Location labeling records
---*---

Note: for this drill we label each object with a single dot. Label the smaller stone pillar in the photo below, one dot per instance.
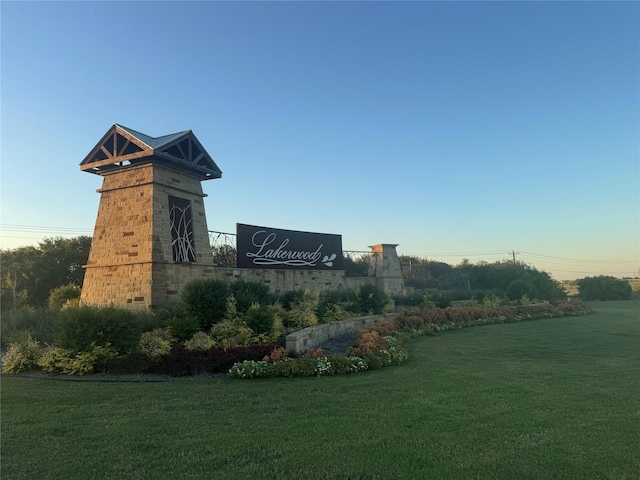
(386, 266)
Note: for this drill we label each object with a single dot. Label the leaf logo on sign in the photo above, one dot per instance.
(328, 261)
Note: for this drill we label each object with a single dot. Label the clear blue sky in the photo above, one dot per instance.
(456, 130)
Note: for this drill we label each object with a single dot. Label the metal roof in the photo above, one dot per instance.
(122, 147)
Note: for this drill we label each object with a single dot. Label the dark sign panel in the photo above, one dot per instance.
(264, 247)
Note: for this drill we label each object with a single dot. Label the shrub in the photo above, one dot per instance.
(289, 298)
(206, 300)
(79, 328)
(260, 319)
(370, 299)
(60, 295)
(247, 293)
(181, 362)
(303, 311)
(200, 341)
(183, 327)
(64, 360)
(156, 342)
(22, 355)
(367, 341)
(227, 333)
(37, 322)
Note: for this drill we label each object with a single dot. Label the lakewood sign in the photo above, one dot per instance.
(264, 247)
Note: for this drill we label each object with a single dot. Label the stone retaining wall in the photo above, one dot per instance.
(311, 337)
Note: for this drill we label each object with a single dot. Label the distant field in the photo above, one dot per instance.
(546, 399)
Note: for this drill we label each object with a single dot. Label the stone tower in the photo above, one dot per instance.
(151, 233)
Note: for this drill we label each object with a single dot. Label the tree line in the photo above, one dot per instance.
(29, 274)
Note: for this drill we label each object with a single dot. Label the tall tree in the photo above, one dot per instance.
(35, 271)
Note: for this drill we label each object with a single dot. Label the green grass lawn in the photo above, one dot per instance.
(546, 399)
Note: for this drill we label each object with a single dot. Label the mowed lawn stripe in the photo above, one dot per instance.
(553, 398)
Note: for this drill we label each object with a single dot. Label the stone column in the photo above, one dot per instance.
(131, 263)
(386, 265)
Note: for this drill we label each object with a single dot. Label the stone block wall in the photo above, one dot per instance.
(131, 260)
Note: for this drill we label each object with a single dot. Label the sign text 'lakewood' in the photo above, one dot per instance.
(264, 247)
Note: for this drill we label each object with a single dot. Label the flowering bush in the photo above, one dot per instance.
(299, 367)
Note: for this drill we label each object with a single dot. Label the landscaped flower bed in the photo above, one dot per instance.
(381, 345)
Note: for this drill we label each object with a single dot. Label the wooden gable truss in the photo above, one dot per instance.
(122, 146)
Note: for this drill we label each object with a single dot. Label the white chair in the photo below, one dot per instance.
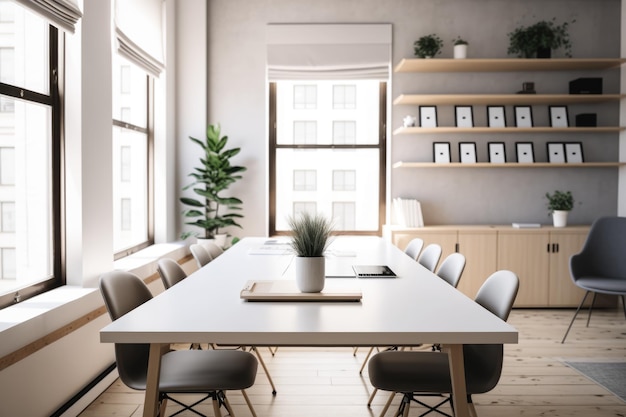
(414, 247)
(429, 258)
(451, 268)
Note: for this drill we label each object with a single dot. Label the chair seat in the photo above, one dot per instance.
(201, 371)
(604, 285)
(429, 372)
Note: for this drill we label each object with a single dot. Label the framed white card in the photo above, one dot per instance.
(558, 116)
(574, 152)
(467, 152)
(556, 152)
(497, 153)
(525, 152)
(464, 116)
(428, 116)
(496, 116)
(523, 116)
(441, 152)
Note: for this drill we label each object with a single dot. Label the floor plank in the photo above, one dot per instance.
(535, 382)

---*---

Goal » Reproduce the material in full, word for word, and omit the pictures.

Result of the exercise »
Note: for this drill we label each object with a single dot. Label the smaller stone pillar in the photo below, one dot per instance.
(386, 266)
Note: for this drill we label each object with a single dot. Label the leaf logo on sign in the photo above, one dot per instance.
(328, 261)
Note: for this drill we label each object with a single dot. Label the clear blue sky in the photo above, one dot per instance.
(456, 130)
Note: for this drill we label each object with a single dot. Label the metal roof in the photo above, one dot per instance.
(122, 147)
Note: for this drill we label each object with a single dot. Label the dark sign panel in the photo above, one dot per instance.
(264, 247)
Note: for this drill we label each object with a single dot. Label the shrub in the photo above, one dot per instance.
(289, 298)
(206, 300)
(79, 328)
(260, 319)
(370, 299)
(60, 295)
(247, 293)
(181, 362)
(303, 311)
(200, 341)
(183, 327)
(64, 360)
(156, 342)
(22, 355)
(367, 341)
(227, 333)
(37, 322)
Note: for this drill we label each object with a single dot. Label the lakewood sign in the photo above, one dot per instance.
(264, 247)
Note: for this drill we label each object with a single dot. Label the stone retaining wall in the photo above, one dot per instance.
(311, 337)
Note: for this drill we label each object with a single dot. Label the distant field in the photo above, one dot per instance.
(546, 399)
Note: for this drill we label each object with a single dot. Label the stone tower in the photo above, one dot per instance.
(151, 233)
Note: for this drill we label each object with a single dot. Label the tree line in the photo above, one dot per instance.
(29, 274)
Note: for this drill we label each object with a single dot. Label the tall tree in the photo above, one dot per instance.
(35, 271)
Note: for this drill we label each object with a single dot. Label the green grass lawn in the photo above, one dot per instance.
(546, 399)
Note: for this drill we label each object with a single dot. Label the mowed lawn stripe in the photo above, one dot per instance.
(553, 398)
Note: for this drill we label each object with a single dot. Label the stone column in the photo above, one dot per instance.
(131, 263)
(386, 265)
Note: for this drill we label each object with a single dot. Label the stone block wall in the photo above, one dot per instance.
(131, 260)
Note: for this drill we label each object with a single dot. Label the sign text 'lakewood' in the photo above, one dot per instance.
(264, 247)
Note: for this drill we label each object with a single dot. Label the flowering bush in the photo above, one dot per instance.
(299, 367)
Note: for this drill we label each object with a single dot. Label the landscaped flower bed in the photo above, one dot per instance.
(381, 345)
Note: for this drill we label each object with a single dot. Label the wooden gable truss in the photo above, one dot per instance.
(122, 146)
Note: for this drill we label each object with a single dot. Label the white chair in the photo below, one dot per instance.
(414, 247)
(429, 258)
(451, 268)
Note: for this drill we label each object with a single dot. Label the chair seat in the photo above, one dot per instance.
(201, 371)
(604, 285)
(429, 372)
Note: for this drill we label each object with a single dot. Label the framed white card in the photo above, one dot per instance.
(558, 116)
(574, 152)
(467, 152)
(556, 152)
(497, 153)
(525, 152)
(464, 116)
(428, 116)
(496, 116)
(523, 116)
(441, 152)
Note: for this drill we label each object with a single dot. Label the floor plank in the photo above, one dot per instance.
(535, 382)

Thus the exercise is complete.